Return the records below from the line containing "Each instance receives exactly one keypoint. Tag the pink" onward, exactly, through and including the last line.
-- START OF Provided records --
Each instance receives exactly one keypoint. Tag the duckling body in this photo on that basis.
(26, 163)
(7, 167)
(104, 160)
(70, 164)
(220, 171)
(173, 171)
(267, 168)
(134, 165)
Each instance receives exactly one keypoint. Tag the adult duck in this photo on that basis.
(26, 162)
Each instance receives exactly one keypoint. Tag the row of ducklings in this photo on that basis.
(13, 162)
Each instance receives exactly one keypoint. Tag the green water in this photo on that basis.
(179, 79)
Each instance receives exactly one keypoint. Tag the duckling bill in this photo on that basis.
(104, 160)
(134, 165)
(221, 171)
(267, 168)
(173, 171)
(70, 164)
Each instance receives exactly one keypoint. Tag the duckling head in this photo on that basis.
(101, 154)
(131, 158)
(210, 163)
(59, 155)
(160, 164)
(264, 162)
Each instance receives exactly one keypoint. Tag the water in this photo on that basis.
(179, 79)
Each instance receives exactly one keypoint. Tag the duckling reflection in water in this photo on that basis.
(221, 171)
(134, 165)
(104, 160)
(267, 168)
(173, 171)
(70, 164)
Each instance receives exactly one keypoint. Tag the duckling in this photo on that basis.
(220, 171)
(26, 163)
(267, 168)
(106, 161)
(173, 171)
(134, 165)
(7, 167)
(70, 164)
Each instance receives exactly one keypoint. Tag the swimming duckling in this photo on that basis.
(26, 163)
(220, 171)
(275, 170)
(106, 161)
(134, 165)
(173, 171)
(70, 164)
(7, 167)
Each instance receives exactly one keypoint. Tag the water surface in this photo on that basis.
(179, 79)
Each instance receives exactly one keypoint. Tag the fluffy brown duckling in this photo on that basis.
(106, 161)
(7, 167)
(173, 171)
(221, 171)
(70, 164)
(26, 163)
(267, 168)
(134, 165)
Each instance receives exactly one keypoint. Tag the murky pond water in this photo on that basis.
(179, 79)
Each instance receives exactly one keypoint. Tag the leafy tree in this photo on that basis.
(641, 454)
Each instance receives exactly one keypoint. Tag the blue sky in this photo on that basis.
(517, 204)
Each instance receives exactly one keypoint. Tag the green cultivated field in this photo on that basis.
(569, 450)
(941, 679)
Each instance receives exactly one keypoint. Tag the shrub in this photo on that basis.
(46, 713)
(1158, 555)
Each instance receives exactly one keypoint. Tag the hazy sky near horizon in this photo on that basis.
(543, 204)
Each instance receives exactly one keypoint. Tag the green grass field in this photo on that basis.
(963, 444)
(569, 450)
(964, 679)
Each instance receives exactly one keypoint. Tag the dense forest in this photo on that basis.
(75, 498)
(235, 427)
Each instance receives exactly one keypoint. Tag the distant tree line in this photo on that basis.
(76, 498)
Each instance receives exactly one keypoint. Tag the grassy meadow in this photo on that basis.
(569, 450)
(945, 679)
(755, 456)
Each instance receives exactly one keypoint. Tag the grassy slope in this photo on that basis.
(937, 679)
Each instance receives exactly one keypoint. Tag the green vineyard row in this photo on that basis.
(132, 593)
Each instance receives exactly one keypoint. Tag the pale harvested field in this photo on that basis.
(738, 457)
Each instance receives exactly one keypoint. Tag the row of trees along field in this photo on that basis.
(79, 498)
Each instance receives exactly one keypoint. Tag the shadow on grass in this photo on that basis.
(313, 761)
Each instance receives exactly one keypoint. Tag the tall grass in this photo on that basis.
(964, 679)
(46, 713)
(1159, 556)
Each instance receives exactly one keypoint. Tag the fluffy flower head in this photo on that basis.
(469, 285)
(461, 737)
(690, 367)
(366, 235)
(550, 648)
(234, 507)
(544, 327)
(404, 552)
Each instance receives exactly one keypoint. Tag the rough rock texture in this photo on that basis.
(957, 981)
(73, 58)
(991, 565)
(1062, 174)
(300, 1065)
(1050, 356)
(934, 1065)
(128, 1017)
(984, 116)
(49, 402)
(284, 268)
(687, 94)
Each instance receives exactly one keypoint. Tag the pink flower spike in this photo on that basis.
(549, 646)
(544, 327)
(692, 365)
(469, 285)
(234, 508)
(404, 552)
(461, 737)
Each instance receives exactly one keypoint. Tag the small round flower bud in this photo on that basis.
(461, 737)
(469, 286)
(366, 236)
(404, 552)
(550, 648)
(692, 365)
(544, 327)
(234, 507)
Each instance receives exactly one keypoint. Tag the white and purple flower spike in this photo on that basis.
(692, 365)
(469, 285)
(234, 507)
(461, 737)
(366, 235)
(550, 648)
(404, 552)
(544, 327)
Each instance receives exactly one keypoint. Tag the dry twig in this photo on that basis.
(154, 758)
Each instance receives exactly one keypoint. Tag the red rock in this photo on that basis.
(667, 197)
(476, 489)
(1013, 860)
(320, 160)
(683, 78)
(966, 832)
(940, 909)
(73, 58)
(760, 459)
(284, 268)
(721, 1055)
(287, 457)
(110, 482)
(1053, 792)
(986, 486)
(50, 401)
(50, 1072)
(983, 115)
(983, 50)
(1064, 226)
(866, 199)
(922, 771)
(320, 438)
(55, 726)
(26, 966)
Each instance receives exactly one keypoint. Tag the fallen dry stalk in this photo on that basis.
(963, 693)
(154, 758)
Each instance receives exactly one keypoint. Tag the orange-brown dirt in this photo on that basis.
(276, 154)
-- END OF Provided records --
> [Final answer]:
Each instance receives exactly one keypoint. Tag the pink flower spike in this photo on that basis.
(549, 646)
(544, 327)
(692, 365)
(469, 285)
(234, 508)
(404, 552)
(461, 737)
Each instance receives exactly one keypoint. Tag the small round flower bud in this photo on that basis.
(461, 737)
(469, 286)
(366, 236)
(404, 552)
(550, 648)
(692, 365)
(544, 327)
(234, 507)
Each instance receives exactly one keypoint. Tag the white and purple flower spike in this photo on that basis.
(692, 365)
(469, 285)
(234, 507)
(461, 737)
(366, 235)
(550, 648)
(404, 552)
(544, 327)
Each instance receives exactly one keypoint. Tag the dry twig in this photo on that basis.
(154, 758)
Each instance receives exactly one keypoint. Tag the red rock in this photo on that basis.
(667, 197)
(476, 489)
(1013, 860)
(320, 160)
(683, 78)
(966, 832)
(940, 909)
(73, 58)
(760, 459)
(284, 268)
(721, 1055)
(287, 457)
(110, 482)
(1053, 792)
(986, 486)
(50, 401)
(50, 1072)
(983, 115)
(983, 50)
(1064, 226)
(866, 199)
(922, 771)
(320, 438)
(55, 726)
(26, 966)
Each instance receives exactly one keypoint. Tag the fallen dry stalk in this photo on that basis.
(963, 693)
(154, 758)
Each instance receives exactly one keypoint. Tag the orange-brown dirt in this photo on that basis.
(276, 154)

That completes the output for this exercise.